▶ [RECORDS SHOWN]:
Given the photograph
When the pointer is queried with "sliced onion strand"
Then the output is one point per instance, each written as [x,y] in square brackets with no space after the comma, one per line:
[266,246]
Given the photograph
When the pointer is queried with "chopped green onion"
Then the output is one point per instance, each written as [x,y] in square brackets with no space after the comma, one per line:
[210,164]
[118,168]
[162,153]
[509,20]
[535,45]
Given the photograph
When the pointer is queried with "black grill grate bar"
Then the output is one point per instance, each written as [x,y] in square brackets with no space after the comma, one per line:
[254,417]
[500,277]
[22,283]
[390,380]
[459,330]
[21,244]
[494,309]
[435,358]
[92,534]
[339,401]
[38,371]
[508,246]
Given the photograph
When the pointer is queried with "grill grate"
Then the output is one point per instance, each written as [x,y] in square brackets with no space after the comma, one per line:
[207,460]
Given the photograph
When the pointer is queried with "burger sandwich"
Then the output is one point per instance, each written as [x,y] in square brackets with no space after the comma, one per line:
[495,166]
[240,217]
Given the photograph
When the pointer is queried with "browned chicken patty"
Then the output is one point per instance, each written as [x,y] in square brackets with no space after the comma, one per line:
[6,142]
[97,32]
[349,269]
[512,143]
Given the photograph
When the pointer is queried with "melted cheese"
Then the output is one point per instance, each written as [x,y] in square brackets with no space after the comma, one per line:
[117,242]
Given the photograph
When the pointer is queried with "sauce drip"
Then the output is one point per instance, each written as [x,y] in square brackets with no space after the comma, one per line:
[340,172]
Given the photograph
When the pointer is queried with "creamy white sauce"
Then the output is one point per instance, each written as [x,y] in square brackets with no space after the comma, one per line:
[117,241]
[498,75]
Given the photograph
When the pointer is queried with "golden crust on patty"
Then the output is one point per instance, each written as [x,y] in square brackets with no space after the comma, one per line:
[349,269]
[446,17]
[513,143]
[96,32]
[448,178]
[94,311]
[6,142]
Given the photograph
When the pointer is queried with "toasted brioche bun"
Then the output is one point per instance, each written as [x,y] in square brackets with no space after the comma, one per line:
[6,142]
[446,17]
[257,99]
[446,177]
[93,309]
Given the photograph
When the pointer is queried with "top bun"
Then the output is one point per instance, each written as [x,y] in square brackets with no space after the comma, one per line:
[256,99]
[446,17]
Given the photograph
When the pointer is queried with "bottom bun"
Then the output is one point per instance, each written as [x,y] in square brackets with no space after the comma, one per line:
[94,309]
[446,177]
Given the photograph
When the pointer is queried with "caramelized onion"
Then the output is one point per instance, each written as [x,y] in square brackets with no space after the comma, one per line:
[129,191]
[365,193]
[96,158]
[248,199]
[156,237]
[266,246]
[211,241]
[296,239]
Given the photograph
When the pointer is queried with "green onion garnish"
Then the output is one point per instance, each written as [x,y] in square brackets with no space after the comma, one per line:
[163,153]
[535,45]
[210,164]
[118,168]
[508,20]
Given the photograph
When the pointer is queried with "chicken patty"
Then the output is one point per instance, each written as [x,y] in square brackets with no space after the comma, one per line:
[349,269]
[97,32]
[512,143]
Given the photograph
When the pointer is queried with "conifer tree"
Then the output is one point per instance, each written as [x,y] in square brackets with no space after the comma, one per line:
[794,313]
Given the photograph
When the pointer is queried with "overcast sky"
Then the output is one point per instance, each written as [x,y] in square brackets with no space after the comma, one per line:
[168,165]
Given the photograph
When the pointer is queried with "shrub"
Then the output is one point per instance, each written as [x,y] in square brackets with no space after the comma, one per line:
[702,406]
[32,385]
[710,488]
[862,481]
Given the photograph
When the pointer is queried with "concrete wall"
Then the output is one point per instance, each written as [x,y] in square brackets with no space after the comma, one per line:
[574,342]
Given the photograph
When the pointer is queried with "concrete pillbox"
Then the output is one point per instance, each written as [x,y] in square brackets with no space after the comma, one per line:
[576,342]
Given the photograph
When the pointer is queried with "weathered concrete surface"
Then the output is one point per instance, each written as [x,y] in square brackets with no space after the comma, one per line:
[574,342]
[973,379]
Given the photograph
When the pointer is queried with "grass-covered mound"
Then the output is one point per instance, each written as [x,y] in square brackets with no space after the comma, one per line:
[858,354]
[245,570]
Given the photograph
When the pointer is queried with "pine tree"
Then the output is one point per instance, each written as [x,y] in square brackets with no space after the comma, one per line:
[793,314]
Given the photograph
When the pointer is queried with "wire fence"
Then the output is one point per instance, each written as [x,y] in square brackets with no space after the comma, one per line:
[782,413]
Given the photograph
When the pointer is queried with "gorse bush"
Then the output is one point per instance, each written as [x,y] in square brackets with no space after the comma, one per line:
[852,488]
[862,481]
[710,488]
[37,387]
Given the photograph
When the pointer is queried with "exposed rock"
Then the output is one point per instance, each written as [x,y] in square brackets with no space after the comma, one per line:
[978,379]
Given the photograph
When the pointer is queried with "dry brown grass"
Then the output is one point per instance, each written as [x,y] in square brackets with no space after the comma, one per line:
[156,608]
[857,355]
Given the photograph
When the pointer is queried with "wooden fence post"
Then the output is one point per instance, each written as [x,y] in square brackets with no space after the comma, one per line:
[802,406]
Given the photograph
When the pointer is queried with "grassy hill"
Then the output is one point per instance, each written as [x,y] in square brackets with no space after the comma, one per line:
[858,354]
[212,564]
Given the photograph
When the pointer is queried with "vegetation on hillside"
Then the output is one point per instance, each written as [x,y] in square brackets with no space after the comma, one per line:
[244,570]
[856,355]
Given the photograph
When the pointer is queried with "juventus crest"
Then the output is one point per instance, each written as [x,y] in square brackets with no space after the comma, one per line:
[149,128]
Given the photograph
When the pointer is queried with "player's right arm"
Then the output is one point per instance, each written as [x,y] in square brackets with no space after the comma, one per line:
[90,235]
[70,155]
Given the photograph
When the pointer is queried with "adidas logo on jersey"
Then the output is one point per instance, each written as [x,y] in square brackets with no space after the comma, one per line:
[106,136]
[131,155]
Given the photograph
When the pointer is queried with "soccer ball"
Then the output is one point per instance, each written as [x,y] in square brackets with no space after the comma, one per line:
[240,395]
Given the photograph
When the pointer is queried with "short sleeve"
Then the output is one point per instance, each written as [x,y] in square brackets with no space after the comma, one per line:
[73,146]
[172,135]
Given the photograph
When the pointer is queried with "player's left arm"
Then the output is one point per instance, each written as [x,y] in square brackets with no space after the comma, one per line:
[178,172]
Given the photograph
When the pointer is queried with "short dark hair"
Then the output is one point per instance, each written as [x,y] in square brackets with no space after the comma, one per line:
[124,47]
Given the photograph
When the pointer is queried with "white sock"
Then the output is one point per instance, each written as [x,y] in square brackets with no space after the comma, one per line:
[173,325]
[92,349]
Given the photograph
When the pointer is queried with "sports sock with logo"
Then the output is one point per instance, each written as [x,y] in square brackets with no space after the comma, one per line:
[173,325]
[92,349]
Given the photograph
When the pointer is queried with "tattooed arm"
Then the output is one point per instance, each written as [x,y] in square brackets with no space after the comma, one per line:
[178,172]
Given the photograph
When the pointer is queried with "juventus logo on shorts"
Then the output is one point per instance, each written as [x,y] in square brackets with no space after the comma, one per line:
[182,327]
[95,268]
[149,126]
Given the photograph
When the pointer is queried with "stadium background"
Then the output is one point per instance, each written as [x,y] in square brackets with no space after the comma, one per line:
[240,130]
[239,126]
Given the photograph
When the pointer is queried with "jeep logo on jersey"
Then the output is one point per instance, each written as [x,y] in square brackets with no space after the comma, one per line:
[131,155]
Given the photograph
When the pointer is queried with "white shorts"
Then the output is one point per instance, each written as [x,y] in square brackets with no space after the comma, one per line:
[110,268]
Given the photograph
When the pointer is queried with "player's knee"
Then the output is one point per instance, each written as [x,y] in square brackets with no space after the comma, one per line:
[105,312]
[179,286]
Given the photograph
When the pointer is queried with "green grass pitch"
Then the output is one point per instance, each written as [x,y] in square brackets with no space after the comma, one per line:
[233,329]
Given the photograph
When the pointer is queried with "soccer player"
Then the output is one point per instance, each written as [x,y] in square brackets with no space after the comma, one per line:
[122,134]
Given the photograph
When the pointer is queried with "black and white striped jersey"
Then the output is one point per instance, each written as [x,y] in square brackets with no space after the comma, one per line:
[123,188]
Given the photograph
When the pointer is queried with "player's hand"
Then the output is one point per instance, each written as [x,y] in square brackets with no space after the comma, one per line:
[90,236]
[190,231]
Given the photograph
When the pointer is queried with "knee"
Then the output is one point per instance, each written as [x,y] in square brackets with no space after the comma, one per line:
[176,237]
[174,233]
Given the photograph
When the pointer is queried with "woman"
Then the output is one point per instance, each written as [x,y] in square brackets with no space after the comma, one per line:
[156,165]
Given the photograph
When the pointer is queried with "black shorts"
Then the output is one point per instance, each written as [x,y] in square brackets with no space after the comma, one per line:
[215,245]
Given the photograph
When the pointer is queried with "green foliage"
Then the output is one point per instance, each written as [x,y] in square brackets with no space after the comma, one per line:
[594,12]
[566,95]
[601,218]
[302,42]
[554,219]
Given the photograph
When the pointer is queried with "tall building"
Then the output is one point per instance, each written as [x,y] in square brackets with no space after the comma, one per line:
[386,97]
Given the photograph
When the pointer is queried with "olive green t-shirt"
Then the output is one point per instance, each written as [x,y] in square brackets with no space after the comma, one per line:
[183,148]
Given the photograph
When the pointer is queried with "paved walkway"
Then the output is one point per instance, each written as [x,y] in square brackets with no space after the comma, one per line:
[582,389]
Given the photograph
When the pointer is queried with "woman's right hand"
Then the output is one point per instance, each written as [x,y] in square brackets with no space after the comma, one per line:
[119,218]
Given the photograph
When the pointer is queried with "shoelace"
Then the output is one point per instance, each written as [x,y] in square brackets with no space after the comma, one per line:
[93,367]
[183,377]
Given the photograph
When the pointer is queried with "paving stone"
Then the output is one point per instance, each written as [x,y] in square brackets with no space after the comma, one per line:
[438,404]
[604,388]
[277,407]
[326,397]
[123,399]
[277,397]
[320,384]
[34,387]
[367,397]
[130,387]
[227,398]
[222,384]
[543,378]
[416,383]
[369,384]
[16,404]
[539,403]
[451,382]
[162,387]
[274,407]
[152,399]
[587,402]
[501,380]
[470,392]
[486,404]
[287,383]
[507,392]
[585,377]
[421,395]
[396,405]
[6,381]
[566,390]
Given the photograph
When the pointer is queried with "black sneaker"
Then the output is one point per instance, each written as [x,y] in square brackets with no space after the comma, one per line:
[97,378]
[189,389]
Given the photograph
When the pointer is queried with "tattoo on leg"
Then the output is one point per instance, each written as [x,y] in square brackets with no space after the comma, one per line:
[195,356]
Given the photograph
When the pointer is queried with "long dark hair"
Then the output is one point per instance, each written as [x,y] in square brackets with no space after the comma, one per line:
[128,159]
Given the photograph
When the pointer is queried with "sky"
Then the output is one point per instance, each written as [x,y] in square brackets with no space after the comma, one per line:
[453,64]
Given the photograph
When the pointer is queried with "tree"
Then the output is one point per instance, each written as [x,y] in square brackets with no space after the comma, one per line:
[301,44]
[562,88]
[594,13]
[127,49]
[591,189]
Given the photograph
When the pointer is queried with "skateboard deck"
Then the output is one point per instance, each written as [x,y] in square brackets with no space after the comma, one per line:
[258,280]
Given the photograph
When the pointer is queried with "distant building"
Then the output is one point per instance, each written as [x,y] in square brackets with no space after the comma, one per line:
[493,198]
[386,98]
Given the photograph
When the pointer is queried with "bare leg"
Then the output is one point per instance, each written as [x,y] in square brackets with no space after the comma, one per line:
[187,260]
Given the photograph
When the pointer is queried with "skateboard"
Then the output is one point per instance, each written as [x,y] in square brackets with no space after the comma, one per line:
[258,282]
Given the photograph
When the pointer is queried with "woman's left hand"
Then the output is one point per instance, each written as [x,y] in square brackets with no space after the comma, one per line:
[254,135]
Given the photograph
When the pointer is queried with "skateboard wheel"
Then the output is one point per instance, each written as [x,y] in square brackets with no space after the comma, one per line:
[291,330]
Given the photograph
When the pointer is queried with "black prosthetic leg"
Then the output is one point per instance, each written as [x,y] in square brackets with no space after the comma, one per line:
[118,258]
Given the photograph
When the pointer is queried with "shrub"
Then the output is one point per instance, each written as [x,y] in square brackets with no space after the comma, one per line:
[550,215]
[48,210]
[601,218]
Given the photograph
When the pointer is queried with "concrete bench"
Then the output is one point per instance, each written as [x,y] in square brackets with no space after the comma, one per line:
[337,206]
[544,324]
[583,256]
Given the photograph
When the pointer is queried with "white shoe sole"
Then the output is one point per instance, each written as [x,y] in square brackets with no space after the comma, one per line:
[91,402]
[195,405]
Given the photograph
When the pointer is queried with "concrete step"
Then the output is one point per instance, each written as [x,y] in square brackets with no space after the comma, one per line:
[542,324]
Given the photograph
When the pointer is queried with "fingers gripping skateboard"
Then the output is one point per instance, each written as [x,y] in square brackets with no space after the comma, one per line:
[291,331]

▶ [WHAT YOU WILL DO]: Return all lines of the material that have "woman" in them.

▶ [ANSWER SPACE]:
When the pointer is queried with "woman"
When the pointer is queried with "woman's right hand"
When the pointer is queried with "woman's left hand"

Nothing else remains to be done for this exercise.